+++ Raw data +++

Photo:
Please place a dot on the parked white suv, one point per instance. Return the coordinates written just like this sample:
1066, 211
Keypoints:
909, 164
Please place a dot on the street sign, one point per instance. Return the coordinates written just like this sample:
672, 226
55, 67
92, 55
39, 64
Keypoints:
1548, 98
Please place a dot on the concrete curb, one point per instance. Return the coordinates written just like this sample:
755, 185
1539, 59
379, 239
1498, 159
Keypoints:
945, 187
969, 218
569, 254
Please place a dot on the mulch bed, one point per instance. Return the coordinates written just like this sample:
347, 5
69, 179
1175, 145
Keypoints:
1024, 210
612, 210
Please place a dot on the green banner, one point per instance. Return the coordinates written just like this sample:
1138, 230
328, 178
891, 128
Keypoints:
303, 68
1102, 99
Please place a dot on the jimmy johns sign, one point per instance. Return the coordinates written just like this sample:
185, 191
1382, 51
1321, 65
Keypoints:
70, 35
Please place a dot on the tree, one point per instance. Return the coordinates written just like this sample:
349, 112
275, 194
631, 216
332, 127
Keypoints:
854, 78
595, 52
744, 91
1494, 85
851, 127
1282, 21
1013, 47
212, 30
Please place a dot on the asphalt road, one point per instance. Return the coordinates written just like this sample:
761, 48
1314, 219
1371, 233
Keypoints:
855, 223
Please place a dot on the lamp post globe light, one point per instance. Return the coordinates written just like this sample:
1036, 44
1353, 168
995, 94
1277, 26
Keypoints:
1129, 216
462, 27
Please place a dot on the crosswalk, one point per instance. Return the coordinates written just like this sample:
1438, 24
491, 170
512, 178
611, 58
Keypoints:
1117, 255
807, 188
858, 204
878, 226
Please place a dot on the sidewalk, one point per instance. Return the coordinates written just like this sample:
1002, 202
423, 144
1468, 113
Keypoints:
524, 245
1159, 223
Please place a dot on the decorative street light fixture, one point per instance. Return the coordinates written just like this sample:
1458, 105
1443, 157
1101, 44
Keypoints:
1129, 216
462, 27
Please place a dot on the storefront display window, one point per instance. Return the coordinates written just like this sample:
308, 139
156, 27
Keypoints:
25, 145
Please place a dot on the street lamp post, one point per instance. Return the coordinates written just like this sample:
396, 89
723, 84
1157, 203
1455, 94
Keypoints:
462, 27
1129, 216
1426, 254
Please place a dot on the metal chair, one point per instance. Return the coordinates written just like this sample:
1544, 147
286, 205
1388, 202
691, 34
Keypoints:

+++

** Direction **
Please return the listing's lines without any change, starting at the line that contains "Please place a dot on the tree, one" and stopping after the last line of the listing.

** Task result **
Please place a dot on the tree, one point per instance. Return the coordinates written just like this sample:
349, 112
275, 194
631, 216
332, 127
Keypoints:
854, 78
595, 52
744, 91
1494, 85
851, 127
1282, 21
1013, 47
212, 30
Please place a dot on the asphalt road, one point per instance. Return the coordinates written just like this sample:
761, 48
1314, 219
1371, 233
Keypoints:
855, 223
Please place a dot on the lamp post globe light, one point per instance. Return the coordinates written just like this sample:
1036, 44
1353, 168
995, 94
1277, 26
Keypoints:
1129, 216
462, 27
Please place a dot on the crosswalk, one point per instance. Return the coordinates written just like this sample:
1438, 24
491, 170
512, 178
611, 58
Keypoints:
1117, 255
807, 188
858, 204
878, 226
Please place a dot on the sidewalk, one point per instance. Return the coordinates written just like this sample:
1002, 202
423, 144
1468, 113
Keypoints:
524, 245
1159, 223
Please place a dot on the decorative street light fixture, one point per instance. Return the coordinates written just like this sample:
1458, 105
1443, 157
1101, 44
Keypoints:
1129, 216
462, 27
Please place a dot on the storefront display window, one point per instance. Return the coordinates written just like this sample:
308, 139
156, 27
Keypoints:
25, 145
Please place a dot on the street lamp post, one point per instance. Return the coordinates written just like this sample:
396, 89
723, 84
1157, 203
1455, 94
Keypoints:
462, 27
1129, 216
1426, 254
Please place a dot on the metal chair, one point per instance. Return the coordinates written just like this sample:
1544, 147
286, 205
1388, 202
691, 34
Keypoints:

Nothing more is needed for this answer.